| Problem statement |
Decide whether each statement (a), (b) and (c) agrees with the passage on death and the afterlife below, answering yes or no and quoting the words of the passage that decide it. (a) In the test in the hall of two truths, the heart was weighed against the feather of truth. (b) All of the organs were left inside the mummified body. (c) The spells needed for the journey were carved into the walls of the tomb.
** start of Excerpted passage **
The exhibition left me wondering why death is such a taboo topic and I think that it’s because we fear death. I’m not sure that we fear the unknown aspect of death so much as we fear the process of dying – the fact that it might be painful, that we leave behind the people, things and lives that we love. Indeed it’s possible that the very concept of the afterlife, so prevalent in religions and cultures all around the world, came about in response to allay fears about death.

Many religions and cultures focus on how the way we live can affect whether we will enter an idyllic afterlife or not. Ideologies about the afterlife, and the impacts of living actions on the quality of the afterlife we will have, can be traced back to ancient times. It’s interesting to look, for example, at how the burial rites of the Ancient Egyptians were influenced by their belief in the afterlife. Their equivalent of heaven was known as the Land of the Two Fields and they believed that you could only earn your way into the land of two fields by performing good deeds during your life, once again raising questions of moral culpability in relation to the afterlife. Strict adherence to complex rituals was required in order to successfully make the transition from an existence on Earth to immortality. I think that’s probably an idea that makes the afterlife so appealing – a guarantee of immortality, perhaps meaning that we don’t have to view death as an end but instead just see it as a transition, so it fundamentally alters how we perceive death. The Egyptians believed that the journey to the Land of the Two Fields was perilous with many obstacles. Spells were required to overcome these evils and so they were written down on papyrus and left near the mummified body. Food was also required as sustenance for the journey so was also left with body.

If they successfully avoided these obstacles they would reach the gates to the Land of the Two Fields, but before their entry they would have to pass the test in the hall of two truths. The only organ that was left in the mummified body was the heart – the others were placed in canopic jars. The heart was left inside the body because it was thought that the heart was the seat of the soul and the more good deeds you had performed in your lifetime, the lighter your heart would be. The test involved weighing the heart, placed on one side of the scale, and on the other side of the balance was the feather of truth. If one passed this test by having a heart lighter than the feather of truth, they would enter the Land of the Two Fields, if they failed it they would be eaten by a monster known as the devourer and would be gone forever.

So we can see how ideas about the afterlife have arguably always been intrinsically intertwined with ideas about religion. More widely though, we see how they are entrenched in moral values that it was deemed appropriate to adhere to. We therefore almost get the sense that the overriding ideology that governs all forms of the afterlife is that the main purpose of life is that it should be lived in such a way that it guarantees entrance to a happy afterlife, with an emphasis on morality. From a more practical perspective, if we take the view that organised religion is entangled with government and power structures; it was probably a good way of ensuring that society remained in functioning order by scaring people into acting in the interests of society on the premise that this would guarantee their entry into an idyllic, utopian afterlife.

This is perhaps emphasised by the fact that atheists reject the very existence of an afterlife, with Richard Dawkins arguing that “Not believing in an afterlife gives greater meaning and greater fullness to the one life we have. You don’t mess around wasting your time in this life because you expect to have another one. You’re not going to get another life. Make the most of this one.”

The Death exhibition included a quote from Isaac Asimov, who suggested that “Life is pleasant. Death is peaceful. It's the transition that's troublesome.” So whether you believe there is a utopian, heavenly afterlife or that we will enter into an oblivion of nothingness, it’s arguable that both views of the afterlife are a guarantee of peace and so a belief in the afterlife (or lack of it) in turn, has the capacity to diminish our fears about death.
** end of Excerpted passage **
** start of Entries supplied **
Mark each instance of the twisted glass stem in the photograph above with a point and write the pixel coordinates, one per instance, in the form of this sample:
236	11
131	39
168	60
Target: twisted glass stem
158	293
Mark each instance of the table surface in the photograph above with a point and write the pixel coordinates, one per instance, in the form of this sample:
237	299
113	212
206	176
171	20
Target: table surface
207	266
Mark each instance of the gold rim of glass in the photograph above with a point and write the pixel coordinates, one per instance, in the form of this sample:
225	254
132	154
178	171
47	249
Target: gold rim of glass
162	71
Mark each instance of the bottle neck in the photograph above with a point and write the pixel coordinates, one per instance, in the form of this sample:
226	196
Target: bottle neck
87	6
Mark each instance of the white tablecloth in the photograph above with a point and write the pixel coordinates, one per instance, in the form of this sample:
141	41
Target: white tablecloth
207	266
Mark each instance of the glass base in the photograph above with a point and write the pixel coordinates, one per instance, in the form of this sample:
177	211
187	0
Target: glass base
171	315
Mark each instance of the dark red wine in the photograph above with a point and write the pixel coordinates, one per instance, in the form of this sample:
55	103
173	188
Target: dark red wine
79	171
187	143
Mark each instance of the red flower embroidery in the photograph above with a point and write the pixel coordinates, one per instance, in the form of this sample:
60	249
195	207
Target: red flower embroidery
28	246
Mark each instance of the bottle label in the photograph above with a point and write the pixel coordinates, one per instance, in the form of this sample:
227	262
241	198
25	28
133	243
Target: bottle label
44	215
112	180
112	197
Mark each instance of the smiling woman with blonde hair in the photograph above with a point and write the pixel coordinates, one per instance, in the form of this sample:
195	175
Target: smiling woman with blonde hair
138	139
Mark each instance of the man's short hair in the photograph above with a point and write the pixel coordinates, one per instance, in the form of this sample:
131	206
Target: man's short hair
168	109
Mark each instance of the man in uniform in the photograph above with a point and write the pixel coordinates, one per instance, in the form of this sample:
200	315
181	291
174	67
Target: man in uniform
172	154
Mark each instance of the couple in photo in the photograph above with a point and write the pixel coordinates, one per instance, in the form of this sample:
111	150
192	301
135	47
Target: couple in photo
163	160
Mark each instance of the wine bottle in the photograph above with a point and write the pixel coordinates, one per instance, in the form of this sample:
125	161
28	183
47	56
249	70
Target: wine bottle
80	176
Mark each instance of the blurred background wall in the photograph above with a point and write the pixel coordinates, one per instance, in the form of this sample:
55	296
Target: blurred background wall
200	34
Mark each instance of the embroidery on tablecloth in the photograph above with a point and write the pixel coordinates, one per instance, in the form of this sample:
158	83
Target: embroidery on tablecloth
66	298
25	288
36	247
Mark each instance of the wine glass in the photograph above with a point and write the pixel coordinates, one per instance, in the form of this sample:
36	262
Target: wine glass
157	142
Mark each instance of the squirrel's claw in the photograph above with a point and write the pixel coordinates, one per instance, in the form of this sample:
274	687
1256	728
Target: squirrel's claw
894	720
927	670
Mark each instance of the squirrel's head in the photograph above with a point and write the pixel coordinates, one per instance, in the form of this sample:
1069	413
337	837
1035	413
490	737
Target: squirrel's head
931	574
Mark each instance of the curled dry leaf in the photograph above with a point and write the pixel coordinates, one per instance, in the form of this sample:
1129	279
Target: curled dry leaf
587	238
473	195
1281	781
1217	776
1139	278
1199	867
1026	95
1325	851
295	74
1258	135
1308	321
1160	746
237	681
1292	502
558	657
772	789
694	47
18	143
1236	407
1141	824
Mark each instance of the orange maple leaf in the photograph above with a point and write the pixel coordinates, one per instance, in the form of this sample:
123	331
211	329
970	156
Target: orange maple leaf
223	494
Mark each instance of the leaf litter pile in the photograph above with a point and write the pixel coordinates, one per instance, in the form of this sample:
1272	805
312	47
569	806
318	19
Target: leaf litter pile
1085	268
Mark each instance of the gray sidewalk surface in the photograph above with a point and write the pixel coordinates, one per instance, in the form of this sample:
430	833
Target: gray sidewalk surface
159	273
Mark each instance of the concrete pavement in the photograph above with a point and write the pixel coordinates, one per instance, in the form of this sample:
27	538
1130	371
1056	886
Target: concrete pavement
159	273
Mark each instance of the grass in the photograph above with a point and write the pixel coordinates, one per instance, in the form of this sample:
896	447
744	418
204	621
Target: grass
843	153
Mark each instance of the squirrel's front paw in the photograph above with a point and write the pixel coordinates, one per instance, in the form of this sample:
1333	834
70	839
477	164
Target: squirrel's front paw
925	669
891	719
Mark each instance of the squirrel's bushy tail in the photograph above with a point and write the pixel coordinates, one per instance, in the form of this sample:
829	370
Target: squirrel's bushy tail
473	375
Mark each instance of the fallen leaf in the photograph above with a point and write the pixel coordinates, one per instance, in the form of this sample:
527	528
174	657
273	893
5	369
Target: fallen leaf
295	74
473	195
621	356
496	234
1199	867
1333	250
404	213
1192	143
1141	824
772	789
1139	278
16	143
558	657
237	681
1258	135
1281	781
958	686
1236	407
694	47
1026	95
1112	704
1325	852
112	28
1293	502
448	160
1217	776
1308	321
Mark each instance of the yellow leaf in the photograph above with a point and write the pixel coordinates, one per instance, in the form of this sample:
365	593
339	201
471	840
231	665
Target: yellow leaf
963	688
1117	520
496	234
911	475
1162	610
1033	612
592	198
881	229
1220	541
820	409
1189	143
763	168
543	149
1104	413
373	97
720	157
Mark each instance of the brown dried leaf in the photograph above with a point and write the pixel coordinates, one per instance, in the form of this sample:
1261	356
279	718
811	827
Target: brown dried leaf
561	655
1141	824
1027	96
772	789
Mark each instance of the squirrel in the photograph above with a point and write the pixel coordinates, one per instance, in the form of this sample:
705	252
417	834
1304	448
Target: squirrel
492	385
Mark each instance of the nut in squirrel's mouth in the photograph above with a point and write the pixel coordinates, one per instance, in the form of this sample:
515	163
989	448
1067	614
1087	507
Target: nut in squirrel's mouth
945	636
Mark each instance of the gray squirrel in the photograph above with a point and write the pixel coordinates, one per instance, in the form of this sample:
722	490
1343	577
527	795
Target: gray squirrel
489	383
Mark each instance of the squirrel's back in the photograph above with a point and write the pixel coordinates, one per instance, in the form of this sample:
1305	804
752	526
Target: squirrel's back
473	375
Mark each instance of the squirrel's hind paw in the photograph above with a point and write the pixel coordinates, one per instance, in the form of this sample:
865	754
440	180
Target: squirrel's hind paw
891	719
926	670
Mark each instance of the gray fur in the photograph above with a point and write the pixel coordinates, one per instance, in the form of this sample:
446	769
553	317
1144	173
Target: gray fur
** end of Entries supplied **
| The result |
(a) Yes: "The test involved weighing the heart, placed on one side of the scale, and on the other side of the balance was the feather of truth."
(b) No: "The only organ that was left in the mummified body was the heart – the others were placed in canopic jars."
(c) No: "so they were written down on papyrus and left near the mummified body."